**WHAT YOU HAVE TO DO**
Rescale the items from the line containing "the tree and report the pixel coordinates." through the end of the items, both ends included. Write those lines out again, requests included, with every point coordinate in the answers multiplied by 2.2 and rounded to a whole number (halves round up), and give only those lines.

**EXTRACTED ENTRIES**
********************

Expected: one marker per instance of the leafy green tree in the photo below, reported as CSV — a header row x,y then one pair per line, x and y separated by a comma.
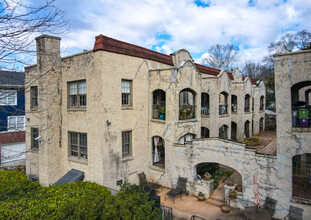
x,y
132,203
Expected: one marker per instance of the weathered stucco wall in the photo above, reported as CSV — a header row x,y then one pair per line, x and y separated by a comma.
x,y
289,69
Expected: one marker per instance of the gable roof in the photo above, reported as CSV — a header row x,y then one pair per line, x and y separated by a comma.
x,y
10,78
116,46
105,43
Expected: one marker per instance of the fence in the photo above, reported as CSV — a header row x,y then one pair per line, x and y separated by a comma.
x,y
167,212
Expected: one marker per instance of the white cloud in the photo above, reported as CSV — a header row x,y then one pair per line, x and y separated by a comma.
x,y
191,27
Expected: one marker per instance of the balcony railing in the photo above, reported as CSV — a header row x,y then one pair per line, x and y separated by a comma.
x,y
186,112
223,109
205,110
246,109
234,107
301,116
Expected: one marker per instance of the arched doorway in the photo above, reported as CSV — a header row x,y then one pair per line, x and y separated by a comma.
x,y
186,104
261,125
223,103
301,176
158,104
223,132
204,132
220,177
233,131
300,108
246,129
158,151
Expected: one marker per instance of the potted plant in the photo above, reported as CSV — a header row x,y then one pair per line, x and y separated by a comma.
x,y
225,207
230,181
238,188
162,112
207,176
232,194
201,196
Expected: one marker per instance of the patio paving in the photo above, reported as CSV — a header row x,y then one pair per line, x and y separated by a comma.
x,y
189,205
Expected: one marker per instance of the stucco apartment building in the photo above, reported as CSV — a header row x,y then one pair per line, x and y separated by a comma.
x,y
121,109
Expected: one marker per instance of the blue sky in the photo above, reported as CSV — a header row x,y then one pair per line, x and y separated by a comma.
x,y
167,26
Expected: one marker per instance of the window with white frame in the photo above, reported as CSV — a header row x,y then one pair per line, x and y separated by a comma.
x,y
8,97
126,87
126,143
77,94
16,123
78,145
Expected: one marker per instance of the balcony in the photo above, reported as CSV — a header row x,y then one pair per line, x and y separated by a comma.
x,y
186,112
223,109
205,110
246,109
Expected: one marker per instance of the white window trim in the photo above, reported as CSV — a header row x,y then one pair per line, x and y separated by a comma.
x,y
18,116
5,100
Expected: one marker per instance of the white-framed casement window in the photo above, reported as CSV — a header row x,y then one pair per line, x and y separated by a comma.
x,y
126,90
8,97
77,94
34,138
34,97
16,123
126,143
78,144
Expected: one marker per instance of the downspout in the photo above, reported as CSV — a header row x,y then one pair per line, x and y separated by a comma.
x,y
60,92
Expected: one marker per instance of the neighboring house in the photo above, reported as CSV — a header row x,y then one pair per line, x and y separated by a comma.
x,y
121,109
12,119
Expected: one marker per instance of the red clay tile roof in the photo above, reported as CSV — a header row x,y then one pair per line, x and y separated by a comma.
x,y
112,45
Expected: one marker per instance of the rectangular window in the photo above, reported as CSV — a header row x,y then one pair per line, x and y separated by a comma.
x,y
126,87
126,143
78,144
34,140
34,97
8,97
16,123
77,94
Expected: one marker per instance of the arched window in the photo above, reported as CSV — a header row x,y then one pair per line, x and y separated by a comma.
x,y
204,132
223,103
186,104
246,129
301,176
262,103
158,107
247,103
233,131
261,125
204,104
300,109
234,103
158,151
186,138
223,132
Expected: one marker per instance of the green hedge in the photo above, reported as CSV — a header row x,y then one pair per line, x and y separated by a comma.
x,y
23,199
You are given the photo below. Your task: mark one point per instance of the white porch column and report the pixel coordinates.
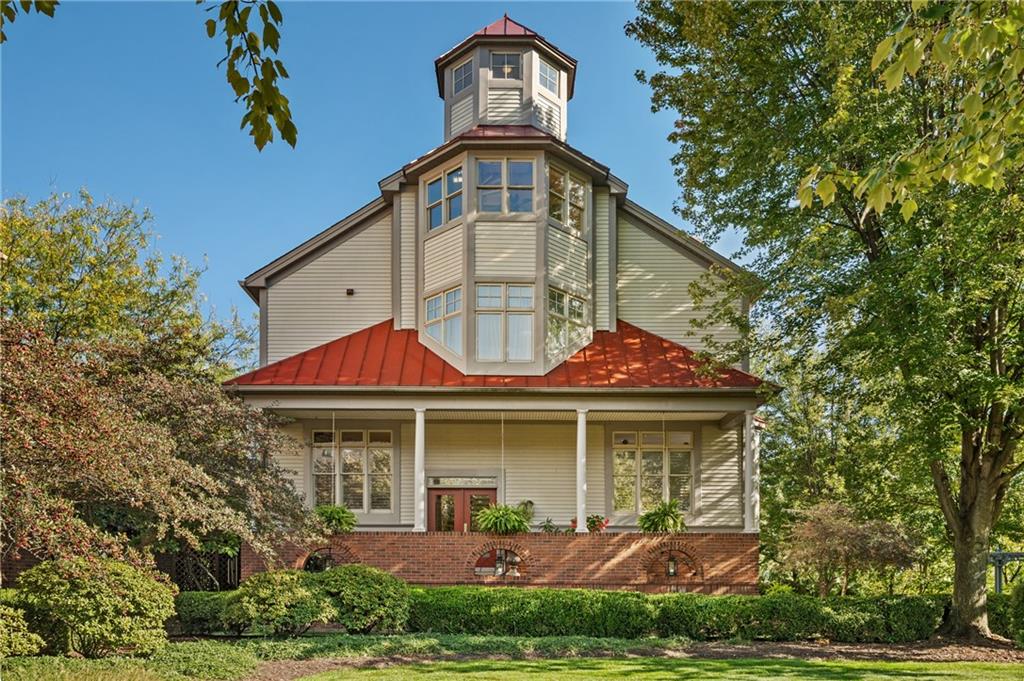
(752, 475)
(582, 471)
(420, 473)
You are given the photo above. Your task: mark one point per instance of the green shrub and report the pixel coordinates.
(15, 639)
(501, 519)
(338, 519)
(201, 612)
(366, 599)
(96, 606)
(510, 611)
(666, 517)
(1017, 613)
(280, 602)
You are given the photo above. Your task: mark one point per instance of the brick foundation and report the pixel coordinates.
(708, 562)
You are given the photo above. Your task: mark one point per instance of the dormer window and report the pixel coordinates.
(549, 78)
(443, 316)
(462, 77)
(566, 199)
(444, 199)
(505, 185)
(506, 66)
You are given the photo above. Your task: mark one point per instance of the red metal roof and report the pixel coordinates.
(382, 356)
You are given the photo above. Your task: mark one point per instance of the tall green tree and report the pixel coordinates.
(929, 303)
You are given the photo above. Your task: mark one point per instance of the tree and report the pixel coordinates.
(252, 69)
(929, 306)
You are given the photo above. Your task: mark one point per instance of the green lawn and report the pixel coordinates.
(660, 668)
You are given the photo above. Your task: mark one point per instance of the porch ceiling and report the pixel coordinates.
(496, 415)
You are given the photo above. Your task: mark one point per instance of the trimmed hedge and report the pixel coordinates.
(506, 611)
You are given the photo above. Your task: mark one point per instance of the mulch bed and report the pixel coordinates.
(935, 650)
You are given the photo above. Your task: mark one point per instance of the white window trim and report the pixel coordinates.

********************

**SOLUTION TO THE EXERCISE**
You are given the photo above. Your task: mark one point per instance of the tree and report the pixel coordinates.
(554, 152)
(2044, 673)
You are given the photo above. Your task: mark one point per instance of the green lawn and report the pixel coordinates.
(1452, 1470)
You are given the photo above. Your task: mark one point per instance of the porch ceiling and report the pixel coordinates.
(1091, 913)
You are given the photo above. Your task: mark one point per instance of the trimmed hedge and report the pixel coordinates.
(1113, 1344)
You are given the photo above. Your task: mark one point per instance of the mulch bed and report the pixel coordinates.
(2057, 1430)
You are given the photo above. Your task: mark one point per instance of the white window trim and report the pixel coordinates.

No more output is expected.